[Task to carry out] Rewrite the records below, swapping every "pin" for "marker" and changing nothing else.

--- start of Input material ---

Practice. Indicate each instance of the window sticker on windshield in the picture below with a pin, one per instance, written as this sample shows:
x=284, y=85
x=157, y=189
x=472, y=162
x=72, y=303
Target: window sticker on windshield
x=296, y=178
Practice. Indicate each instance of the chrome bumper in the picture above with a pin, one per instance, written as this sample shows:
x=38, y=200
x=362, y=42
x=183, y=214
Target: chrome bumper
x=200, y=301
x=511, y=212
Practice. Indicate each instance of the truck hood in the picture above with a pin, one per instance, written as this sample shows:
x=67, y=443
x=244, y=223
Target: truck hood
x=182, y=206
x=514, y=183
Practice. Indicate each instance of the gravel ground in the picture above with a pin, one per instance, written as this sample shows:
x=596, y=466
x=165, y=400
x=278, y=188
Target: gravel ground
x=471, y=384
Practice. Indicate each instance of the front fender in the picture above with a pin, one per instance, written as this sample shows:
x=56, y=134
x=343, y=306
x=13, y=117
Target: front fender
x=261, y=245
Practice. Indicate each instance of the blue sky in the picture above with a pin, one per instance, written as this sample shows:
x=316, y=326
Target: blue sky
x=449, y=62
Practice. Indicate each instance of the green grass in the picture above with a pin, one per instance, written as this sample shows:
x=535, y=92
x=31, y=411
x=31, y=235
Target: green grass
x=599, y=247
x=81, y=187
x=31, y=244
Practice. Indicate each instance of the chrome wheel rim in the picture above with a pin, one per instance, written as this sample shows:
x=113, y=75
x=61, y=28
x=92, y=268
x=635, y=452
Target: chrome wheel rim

--- end of Input material ---

[Answer for this exercise]
Practice. Indicate each instance of the window sticker on windshield in the picture below with a marker, one per instance, written as this sample shows:
x=284, y=85
x=157, y=189
x=472, y=162
x=72, y=303
Target: window sticker on windshield
x=296, y=178
Practice. Indicate each instance of the chrome bumper in the picture above with a marker, one per instance, written as this sample shows:
x=38, y=200
x=362, y=42
x=183, y=214
Target: chrome bumper
x=200, y=301
x=511, y=212
Practice. Indicate each instance of the truck hood in the picture above with a marker, one per instance, written as this sample shows:
x=67, y=443
x=244, y=223
Target: truck hood
x=182, y=206
x=514, y=183
Practice. Indicate each instance of the gravel ground in the picture above with a marker, one per instance, written as this sample shows:
x=596, y=466
x=165, y=400
x=278, y=188
Target: gravel ground
x=471, y=384
Practice. Indicate each instance of the front fender in the picture above with a marker, one per instance, written as this sample shows:
x=56, y=134
x=343, y=306
x=13, y=117
Target: front fender
x=261, y=245
Practice. Indicate each instance of the blue sky in the picture above with a marker, one per instance, written as this sample shows:
x=316, y=326
Target: blue sky
x=449, y=62
Practice. Indicate each instance of the green grass in the picture above with a marker, one per instance, written as this sample shows:
x=535, y=92
x=31, y=411
x=31, y=235
Target: green grass
x=599, y=247
x=81, y=187
x=31, y=244
Practice. Indicate each instance of the chrome wheel rim in the picture above with a marker, one per instance, written as this sample shows:
x=113, y=75
x=61, y=28
x=92, y=268
x=635, y=452
Target: chrome wheel rim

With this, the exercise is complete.